## Directive
Exactly as given, write out the lines from the one containing "shrub in the photo above." through the end of the listing, with both ends included and nothing else.

+ + + + + + +

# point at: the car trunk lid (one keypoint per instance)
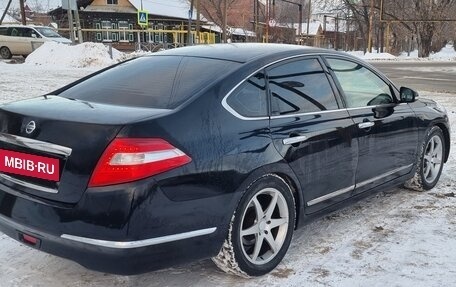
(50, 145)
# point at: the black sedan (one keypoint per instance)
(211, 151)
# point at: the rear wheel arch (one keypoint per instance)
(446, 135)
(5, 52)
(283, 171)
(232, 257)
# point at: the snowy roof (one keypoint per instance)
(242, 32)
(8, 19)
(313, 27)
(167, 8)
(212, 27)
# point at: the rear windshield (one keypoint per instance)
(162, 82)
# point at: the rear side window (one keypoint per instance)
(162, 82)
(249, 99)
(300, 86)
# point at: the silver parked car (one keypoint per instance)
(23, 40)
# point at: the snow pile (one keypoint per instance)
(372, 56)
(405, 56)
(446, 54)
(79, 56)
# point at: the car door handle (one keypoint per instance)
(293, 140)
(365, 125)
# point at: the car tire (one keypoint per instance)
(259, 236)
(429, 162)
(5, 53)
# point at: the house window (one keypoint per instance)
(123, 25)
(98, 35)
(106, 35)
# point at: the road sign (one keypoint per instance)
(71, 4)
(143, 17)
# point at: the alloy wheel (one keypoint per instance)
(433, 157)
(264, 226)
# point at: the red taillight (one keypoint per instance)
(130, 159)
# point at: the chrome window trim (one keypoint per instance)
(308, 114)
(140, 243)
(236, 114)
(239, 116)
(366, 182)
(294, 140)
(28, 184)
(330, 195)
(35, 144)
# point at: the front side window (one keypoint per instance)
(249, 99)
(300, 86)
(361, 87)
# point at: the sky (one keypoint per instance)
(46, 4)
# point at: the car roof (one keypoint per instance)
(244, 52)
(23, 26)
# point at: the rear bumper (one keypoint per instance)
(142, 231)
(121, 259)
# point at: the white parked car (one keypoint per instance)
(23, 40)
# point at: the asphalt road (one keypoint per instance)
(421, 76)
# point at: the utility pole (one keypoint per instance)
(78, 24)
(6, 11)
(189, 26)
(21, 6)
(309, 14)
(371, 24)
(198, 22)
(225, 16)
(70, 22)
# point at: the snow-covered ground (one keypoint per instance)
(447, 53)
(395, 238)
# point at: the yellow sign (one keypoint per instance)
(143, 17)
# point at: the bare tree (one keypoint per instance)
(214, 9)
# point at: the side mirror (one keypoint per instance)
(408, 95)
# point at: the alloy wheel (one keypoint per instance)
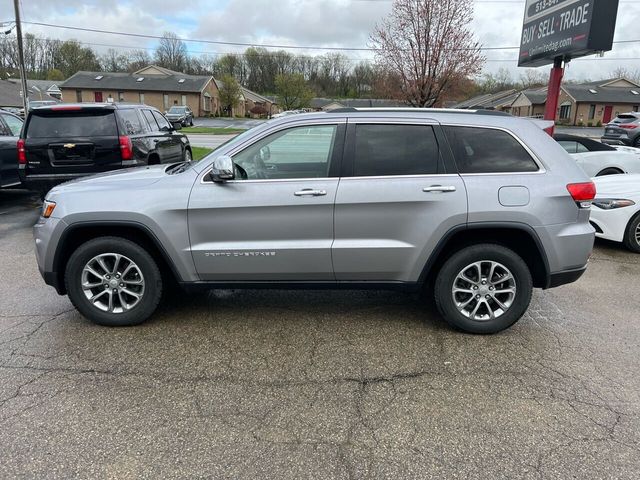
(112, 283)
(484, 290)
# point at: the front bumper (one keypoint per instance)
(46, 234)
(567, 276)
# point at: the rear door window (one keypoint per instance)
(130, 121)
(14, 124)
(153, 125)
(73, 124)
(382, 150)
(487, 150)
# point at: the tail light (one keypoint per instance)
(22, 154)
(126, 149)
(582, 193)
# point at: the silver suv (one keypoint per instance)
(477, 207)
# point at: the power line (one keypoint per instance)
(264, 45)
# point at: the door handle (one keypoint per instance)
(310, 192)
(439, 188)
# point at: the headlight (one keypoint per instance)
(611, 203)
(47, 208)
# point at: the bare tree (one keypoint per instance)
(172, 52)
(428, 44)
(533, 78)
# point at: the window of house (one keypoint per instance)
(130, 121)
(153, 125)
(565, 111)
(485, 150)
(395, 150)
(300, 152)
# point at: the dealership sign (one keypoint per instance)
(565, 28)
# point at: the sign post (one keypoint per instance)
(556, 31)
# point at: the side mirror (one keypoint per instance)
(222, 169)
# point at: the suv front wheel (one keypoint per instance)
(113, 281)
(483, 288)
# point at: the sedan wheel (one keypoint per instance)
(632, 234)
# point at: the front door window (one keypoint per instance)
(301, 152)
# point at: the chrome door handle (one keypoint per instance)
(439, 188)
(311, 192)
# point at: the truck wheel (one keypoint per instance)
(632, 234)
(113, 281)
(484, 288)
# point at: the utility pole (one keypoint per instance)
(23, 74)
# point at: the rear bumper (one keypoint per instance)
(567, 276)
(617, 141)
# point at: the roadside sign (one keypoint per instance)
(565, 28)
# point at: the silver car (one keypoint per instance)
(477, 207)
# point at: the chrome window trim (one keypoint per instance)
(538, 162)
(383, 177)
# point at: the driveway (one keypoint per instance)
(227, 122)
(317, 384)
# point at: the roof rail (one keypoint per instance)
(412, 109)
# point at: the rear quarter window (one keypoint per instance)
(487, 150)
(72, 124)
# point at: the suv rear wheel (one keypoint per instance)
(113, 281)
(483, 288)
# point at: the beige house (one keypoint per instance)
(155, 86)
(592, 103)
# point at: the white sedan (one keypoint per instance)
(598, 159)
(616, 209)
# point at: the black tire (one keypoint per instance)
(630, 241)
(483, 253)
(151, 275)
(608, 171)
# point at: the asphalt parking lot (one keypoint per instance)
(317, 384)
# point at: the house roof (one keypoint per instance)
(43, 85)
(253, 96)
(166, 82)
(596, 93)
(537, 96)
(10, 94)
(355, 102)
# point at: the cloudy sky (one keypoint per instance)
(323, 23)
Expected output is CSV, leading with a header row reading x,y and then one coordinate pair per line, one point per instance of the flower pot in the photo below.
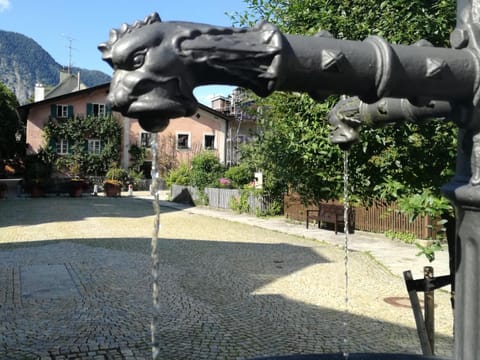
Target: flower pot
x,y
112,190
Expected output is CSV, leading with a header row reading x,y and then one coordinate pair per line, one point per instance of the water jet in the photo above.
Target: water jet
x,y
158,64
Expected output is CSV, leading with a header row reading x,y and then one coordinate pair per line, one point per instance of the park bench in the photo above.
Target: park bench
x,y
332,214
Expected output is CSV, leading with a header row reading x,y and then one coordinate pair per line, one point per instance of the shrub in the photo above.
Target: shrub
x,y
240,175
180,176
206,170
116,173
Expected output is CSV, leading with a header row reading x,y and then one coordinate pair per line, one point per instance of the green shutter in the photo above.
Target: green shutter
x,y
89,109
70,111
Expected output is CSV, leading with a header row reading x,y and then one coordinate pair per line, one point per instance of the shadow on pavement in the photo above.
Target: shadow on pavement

+ + + + + + +

## Reply to the task
Expected output is CSV, leading with a header row reading x,y and then one coordinate pair per line, one point per instance of the shrub in the photo above.
Target: shrub
x,y
240,175
180,176
206,170
116,173
Expected output is CSV, leading with a header row reading x,y and then one coordinate pair per line, one point per instance of the green shutter in the photo above.
Target: green shutter
x,y
89,109
70,111
Expected output is CSV, leading with a header row reading x,y and then one coordinate pair per line, one point per instance of the shadow on pavement in the photo above.
Target: shadow on pavement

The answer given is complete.